#### [Instructions]
a. In the reflection on the New Orleans volunteer trip, why did the speaker call the place a third world country? Answer in one to three sentences.
b. In the reflection on the New Orleans trip, where does the speaker currently volunteer?
c. Continue the reflection on the New Orleans trip, starting after its last sentence.

#### [Extract to read]
┌──

The reason why I called it a third world country is not only because of the way the neighborhoods look but also because of the suits we had to wear. I almost felt like we were in quarantine, because Joe and Linda were wearing flip-flops and tanks tops in their homes, and we would go in these suits. That whole dynamic, that troubled me a lot, because I just felt kind of weird being in that situation. They live there.

It was really eye opening for me, because not only did we work with these amazing people, we were able to build within our own group, and that meant a lot to me. I can see myself sitting with a lot of the people I met and having a great time and talking. We have a potluck dinner coming up. We're in the process of finding ways to bring it back to campus. We're thinking of organizing an art exhibit of the photos.

I'm planning on applying to schools for a graduate degree in public health. I've always been interested in the social justice aspects of medicine but never really thought about doing anything with it. Currently, I work at Columbia Presbyterian in pediatric oncology as a volunteer. That was the pushing point for me. I work with little kids who have cancer. The first couple of weeks I had experiences with the social worker that was taking on all these cases for kids who couldn't afford treatment, and the neighborhoods they lived in weren't sound for their medical conditions. It meant a lot to me, and I didn't just want to sit there and not be proactive about it.

I heard from one of our tour guides in New Orleans that maybe about 80 percent of the people in there are clinically depressed, and on medication. That has to do with the culture there—the partying, the drinking—and then also with Katrina. The first thing that comes to mind is the interaction between people, their social and cultural lives, tradition and how that fits into medicine. It's very relevant to what I want to do. The environment they're living in now is not the best, with the mold and the diseases and the asbestos. It's also just affecting people's relationships in a very negative way. People are sick and dying, no one wants to live there anymore even though their great great great grandparents have lived there.

└──

#### [Recorded information]
┌──

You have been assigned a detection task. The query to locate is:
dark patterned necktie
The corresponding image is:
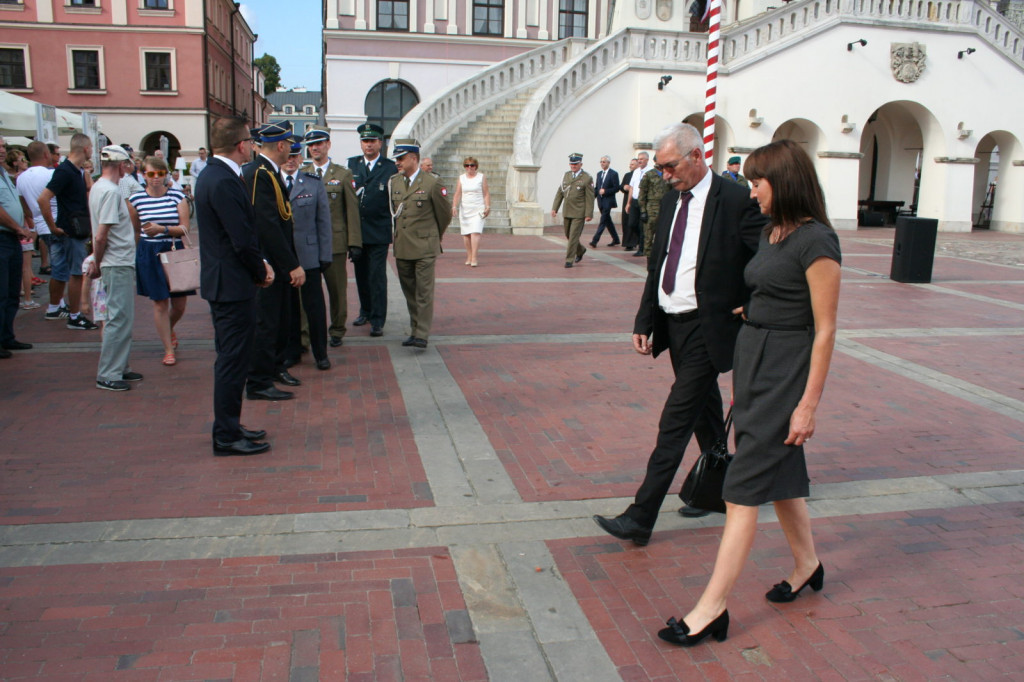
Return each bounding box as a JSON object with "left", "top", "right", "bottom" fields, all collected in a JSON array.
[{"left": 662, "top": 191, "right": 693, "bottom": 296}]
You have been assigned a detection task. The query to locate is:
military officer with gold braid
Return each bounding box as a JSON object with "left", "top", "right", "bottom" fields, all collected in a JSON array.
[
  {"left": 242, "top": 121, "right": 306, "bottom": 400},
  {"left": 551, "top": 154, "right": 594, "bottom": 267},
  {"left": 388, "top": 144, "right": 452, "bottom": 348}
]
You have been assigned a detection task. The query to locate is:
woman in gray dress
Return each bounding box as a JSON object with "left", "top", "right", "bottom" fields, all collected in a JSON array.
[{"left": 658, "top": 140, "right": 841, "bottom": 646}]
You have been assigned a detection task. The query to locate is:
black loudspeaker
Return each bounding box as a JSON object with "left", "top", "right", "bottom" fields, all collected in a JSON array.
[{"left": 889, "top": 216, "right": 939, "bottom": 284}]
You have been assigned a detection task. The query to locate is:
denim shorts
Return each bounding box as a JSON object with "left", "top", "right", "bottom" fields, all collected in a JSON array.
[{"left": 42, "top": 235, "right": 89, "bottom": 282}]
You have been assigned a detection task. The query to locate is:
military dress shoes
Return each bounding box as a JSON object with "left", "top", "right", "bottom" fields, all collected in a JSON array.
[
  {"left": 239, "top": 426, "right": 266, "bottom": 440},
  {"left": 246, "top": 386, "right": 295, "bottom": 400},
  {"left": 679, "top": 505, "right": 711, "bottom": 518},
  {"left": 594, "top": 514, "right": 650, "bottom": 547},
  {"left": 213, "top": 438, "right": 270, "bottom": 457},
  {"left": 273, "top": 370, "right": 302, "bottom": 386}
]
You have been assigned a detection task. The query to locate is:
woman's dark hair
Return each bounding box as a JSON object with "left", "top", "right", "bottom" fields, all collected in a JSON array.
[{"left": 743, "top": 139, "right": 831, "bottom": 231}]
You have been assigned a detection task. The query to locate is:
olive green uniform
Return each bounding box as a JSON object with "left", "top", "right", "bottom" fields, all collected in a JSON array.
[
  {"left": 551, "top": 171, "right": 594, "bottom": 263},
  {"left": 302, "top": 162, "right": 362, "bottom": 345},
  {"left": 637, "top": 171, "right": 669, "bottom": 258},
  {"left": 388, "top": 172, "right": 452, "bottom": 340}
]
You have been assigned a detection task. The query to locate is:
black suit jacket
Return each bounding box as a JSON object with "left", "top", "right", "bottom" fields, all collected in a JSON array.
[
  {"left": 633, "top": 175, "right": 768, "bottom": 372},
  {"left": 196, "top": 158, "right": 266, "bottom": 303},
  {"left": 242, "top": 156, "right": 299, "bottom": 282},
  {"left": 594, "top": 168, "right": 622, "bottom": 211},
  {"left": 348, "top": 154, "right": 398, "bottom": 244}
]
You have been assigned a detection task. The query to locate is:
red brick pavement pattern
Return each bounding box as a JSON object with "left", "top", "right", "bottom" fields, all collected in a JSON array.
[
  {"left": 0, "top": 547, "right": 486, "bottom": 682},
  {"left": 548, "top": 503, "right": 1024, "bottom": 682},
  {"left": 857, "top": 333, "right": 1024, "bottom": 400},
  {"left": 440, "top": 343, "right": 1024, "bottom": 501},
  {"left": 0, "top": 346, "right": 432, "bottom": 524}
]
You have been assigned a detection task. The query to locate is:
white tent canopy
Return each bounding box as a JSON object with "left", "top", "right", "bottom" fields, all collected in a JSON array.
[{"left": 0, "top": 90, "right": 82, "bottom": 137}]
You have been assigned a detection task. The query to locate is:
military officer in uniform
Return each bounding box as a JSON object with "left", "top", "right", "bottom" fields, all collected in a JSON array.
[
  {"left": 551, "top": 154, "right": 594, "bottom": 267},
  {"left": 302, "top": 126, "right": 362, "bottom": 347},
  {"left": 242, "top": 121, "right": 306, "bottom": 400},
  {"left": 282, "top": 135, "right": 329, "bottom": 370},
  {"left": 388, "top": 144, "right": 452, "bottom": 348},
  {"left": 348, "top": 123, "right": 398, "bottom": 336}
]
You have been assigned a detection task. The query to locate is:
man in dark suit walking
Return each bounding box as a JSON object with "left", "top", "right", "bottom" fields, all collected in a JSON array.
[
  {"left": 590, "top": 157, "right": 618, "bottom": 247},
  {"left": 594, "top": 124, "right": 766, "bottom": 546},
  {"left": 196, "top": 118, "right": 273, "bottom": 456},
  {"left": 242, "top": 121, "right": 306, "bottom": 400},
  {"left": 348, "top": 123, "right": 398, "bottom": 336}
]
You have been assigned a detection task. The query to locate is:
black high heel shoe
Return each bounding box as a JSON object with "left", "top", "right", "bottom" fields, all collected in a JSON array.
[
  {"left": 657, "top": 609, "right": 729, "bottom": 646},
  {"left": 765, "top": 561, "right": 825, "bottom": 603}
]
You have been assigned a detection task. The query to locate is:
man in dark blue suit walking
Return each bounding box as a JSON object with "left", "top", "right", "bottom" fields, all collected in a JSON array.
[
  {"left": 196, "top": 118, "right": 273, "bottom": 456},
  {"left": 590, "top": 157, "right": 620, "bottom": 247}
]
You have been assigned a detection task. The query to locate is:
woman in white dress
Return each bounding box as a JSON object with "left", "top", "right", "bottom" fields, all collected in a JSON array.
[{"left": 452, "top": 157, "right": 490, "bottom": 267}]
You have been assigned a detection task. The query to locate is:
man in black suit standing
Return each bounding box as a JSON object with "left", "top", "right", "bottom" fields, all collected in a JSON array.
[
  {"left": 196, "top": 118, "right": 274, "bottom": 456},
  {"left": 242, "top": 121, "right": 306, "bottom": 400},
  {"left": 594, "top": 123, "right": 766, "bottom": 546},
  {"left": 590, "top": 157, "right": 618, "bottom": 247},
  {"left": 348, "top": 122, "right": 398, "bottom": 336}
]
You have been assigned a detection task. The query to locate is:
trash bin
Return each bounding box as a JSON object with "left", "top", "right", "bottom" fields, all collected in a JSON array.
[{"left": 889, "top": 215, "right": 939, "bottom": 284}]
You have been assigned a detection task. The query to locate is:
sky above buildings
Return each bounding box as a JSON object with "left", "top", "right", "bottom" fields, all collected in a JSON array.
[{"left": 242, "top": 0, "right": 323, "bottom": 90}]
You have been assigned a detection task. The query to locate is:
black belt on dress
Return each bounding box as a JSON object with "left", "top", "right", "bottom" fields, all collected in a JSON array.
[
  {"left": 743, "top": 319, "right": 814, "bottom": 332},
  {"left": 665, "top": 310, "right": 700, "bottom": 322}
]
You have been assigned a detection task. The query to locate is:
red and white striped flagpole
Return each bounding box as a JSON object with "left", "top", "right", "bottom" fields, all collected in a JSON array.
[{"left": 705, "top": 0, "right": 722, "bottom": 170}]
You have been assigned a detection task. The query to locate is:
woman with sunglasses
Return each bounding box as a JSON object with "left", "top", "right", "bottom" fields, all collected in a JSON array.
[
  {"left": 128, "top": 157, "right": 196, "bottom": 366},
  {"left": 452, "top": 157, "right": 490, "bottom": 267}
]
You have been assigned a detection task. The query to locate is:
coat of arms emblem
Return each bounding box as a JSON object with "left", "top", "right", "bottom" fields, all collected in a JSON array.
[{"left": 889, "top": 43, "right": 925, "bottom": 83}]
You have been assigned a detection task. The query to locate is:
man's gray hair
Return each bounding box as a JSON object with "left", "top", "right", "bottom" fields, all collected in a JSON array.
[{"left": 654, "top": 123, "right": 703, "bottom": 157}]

└──
┌──

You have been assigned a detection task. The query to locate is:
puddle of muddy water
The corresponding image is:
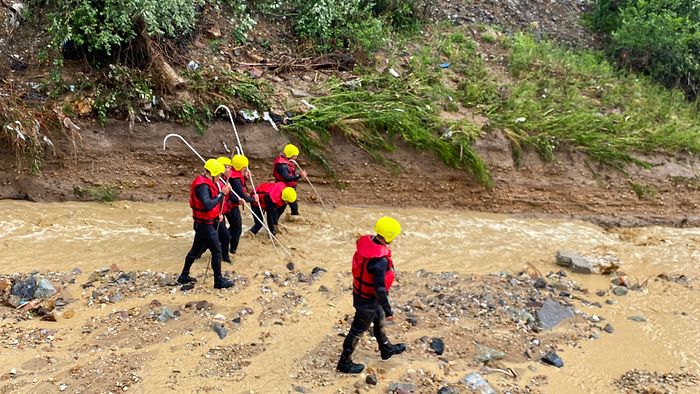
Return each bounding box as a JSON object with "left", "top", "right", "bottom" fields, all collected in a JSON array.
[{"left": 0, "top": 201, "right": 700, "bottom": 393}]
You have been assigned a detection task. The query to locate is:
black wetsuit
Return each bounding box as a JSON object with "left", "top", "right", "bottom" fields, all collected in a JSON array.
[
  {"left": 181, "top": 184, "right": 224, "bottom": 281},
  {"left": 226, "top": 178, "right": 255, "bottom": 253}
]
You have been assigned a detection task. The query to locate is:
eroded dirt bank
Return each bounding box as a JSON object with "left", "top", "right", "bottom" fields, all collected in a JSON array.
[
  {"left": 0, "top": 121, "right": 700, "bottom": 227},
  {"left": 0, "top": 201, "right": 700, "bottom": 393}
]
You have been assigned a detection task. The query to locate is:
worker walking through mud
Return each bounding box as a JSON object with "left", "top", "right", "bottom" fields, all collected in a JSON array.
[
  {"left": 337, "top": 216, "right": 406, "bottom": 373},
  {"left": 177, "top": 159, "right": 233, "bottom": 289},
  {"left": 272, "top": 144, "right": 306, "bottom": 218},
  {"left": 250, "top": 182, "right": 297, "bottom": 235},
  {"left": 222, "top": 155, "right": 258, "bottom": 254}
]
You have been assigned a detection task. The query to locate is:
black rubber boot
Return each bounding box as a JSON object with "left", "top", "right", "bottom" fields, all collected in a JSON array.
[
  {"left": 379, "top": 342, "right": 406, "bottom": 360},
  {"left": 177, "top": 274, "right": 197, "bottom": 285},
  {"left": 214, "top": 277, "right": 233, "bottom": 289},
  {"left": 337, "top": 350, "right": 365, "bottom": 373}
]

└──
┌──

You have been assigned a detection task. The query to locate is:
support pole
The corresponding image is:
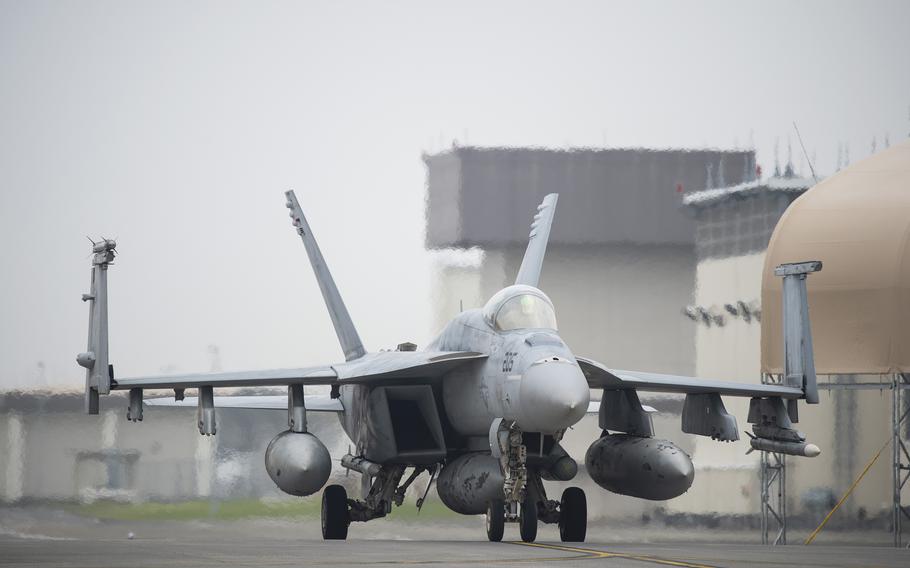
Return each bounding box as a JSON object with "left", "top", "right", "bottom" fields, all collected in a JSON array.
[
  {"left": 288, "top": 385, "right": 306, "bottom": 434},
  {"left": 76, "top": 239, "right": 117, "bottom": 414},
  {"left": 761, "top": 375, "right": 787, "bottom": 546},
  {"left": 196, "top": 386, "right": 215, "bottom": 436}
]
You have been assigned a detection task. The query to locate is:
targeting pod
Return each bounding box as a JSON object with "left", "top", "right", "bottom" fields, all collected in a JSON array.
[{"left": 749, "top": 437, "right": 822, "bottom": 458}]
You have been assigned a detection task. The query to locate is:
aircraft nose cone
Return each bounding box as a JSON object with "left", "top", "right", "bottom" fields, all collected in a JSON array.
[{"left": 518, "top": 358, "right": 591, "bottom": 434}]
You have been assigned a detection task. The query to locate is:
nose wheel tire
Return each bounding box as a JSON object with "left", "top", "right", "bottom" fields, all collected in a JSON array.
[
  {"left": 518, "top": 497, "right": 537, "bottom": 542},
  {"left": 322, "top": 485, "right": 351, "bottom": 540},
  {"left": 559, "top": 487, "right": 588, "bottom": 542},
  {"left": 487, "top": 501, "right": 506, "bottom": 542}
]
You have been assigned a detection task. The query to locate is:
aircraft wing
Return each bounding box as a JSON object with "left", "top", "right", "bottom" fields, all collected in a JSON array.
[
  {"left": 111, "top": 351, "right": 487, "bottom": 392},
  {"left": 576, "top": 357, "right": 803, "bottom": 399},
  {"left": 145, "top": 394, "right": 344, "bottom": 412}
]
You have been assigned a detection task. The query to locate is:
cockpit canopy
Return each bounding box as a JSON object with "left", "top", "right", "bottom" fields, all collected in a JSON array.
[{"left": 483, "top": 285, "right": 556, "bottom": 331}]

└──

#### [Results for the exercise]
a. The speaker called it that partly because of how the neighborhoods looked and partly because of the suits the group had to wear. Going into homes in those suits while Joe and Linda wore flip-flops and tank tops made the speaker feel almost as if the group were in quarantine.

b. At Columbia Presbyterian, in pediatric oncology.

c.
We're losing so much culture, and New Orleans has so much history. And people loved to live there, people loved the way they lived life down there. Now, they can't afford to be there any more, and it's not safe. We're losing not just New Orleans history but also American history. Being an African American, there is a lot of heavy African American black history in New Orleans, and a chunk of history, as far as slavery, is down there. A lot of it is just washed away because of Katrina. It definitely will be relevant for me throughout my life.

After we got back to New York, the first thing I thought was that after a few months, a lot of us are will probably not think about New Orleans much. Here we went, and we did something for good for a week, but did we make a difference really? The answer is yes, because Linda herself told us that had we not gone there was no way she would have been able to gut the house. But we don't live there, so how much of an impact can we have? But even if just one more house is taken care of—the more hands the better—you're giving someone the ability to retain something in their family.

When Katrina first happened, a lot of people rushed to get there. People now assume that a lot was fixed, and a lot hasn't been. People don't go there now because they assume it's OK. A lot of us are forgetting about it, we don't go there as much. I do want to remind people, because I saw the toll it's taken and I saw a lot of people really working hard to get back what they had.